#### [Exercise requirements]
Copy out the records verbatim, starting at the line containing "[tag] one dot per instance, sample [90,56]." and continuing through the last line of the records, with both ends included.

#### [Exercise input]
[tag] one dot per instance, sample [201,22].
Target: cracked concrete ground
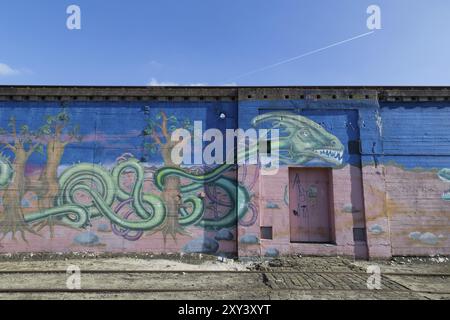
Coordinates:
[203,277]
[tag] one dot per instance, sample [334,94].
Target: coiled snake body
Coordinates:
[104,188]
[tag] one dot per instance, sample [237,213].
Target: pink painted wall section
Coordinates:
[271,193]
[377,221]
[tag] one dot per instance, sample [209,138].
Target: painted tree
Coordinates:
[57,133]
[160,129]
[22,142]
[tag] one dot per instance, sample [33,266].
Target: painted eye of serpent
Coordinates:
[304,133]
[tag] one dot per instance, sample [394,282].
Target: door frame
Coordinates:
[331,211]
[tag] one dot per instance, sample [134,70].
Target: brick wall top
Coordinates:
[223,93]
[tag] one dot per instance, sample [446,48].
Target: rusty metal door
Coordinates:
[309,205]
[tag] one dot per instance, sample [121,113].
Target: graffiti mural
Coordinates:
[444,175]
[99,176]
[303,140]
[86,191]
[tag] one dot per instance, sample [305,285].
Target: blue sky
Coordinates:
[138,42]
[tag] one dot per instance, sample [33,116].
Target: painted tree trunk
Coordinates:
[12,217]
[171,195]
[48,180]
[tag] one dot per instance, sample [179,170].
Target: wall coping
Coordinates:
[180,93]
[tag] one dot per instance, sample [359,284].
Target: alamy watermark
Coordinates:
[374,280]
[73,281]
[73,21]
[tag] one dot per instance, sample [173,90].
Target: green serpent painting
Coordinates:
[177,198]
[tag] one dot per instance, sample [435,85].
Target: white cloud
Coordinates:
[6,70]
[155,64]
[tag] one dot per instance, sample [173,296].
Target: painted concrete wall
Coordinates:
[95,176]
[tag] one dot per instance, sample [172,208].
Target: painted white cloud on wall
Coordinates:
[426,237]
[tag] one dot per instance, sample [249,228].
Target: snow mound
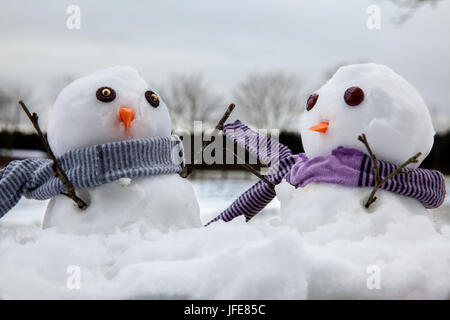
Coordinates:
[258,260]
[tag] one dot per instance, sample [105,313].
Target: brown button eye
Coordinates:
[353,96]
[152,98]
[105,94]
[311,101]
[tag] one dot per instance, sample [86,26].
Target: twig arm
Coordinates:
[378,181]
[187,170]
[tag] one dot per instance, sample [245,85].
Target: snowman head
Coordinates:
[370,99]
[114,104]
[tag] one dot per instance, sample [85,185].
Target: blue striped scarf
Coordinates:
[89,167]
[426,186]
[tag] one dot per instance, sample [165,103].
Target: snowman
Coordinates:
[112,106]
[363,98]
[332,180]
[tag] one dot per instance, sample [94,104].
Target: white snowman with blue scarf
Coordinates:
[116,105]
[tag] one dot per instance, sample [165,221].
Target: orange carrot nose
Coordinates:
[126,116]
[321,127]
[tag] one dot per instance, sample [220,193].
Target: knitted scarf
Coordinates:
[89,167]
[343,166]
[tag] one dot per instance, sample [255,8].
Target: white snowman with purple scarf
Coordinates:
[106,108]
[363,112]
[363,98]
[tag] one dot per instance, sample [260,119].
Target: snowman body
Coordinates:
[370,99]
[163,202]
[321,206]
[113,105]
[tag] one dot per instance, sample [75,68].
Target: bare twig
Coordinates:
[376,170]
[378,181]
[219,127]
[57,169]
[251,169]
[187,170]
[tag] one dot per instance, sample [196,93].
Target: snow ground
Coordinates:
[224,261]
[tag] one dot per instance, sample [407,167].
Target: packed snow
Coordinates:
[262,259]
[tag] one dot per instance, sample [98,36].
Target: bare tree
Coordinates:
[409,7]
[271,100]
[10,114]
[189,99]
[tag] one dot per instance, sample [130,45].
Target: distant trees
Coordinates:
[271,100]
[190,98]
[10,113]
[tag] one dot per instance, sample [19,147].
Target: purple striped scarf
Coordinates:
[343,166]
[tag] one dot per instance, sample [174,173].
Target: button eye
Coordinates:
[152,98]
[311,101]
[105,94]
[353,96]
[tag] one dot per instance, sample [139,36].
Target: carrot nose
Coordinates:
[321,127]
[126,116]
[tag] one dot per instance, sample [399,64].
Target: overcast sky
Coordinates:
[225,40]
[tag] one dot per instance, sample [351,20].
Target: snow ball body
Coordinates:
[79,119]
[397,124]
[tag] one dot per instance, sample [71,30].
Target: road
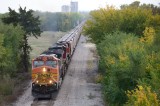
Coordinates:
[78,88]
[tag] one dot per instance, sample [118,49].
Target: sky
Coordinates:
[55,5]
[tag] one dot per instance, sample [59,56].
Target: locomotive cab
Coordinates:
[46,75]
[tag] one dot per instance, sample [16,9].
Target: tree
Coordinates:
[30,25]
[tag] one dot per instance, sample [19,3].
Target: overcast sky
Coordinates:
[55,5]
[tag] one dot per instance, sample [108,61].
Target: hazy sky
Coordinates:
[55,5]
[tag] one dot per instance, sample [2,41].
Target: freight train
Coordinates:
[49,68]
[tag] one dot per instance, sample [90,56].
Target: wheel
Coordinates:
[59,83]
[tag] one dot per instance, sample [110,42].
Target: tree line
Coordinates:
[59,21]
[15,29]
[127,41]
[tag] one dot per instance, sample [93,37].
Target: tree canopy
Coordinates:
[31,27]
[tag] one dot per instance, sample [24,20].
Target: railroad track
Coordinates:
[45,101]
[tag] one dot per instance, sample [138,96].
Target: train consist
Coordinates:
[49,68]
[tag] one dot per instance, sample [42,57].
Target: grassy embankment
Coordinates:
[12,88]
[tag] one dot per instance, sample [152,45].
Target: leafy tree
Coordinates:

#### [Answer for this exercise]
[tag] one dot per instance, sample [90,56].
Target: wheel
Coordinates:
[59,83]
[tag] one dot per instance, sample [110,42].
Target: tree line
Coordinates:
[59,21]
[15,29]
[127,41]
[tag] one dot per instance, sample [93,37].
Target: tree canopy
Coordinates:
[31,27]
[tag] one dot per instance, sample [24,20].
Target: railroad track
Coordinates:
[45,101]
[tag] one dot per instance, sample [138,96].
Target: train consist
Coordinates:
[49,68]
[tag] one dot per instance, sample [42,57].
Target: grassy embankment
Coordinates:
[12,88]
[tag] one dot per instance, sample [152,45].
Target: leafy tree
Coordinates:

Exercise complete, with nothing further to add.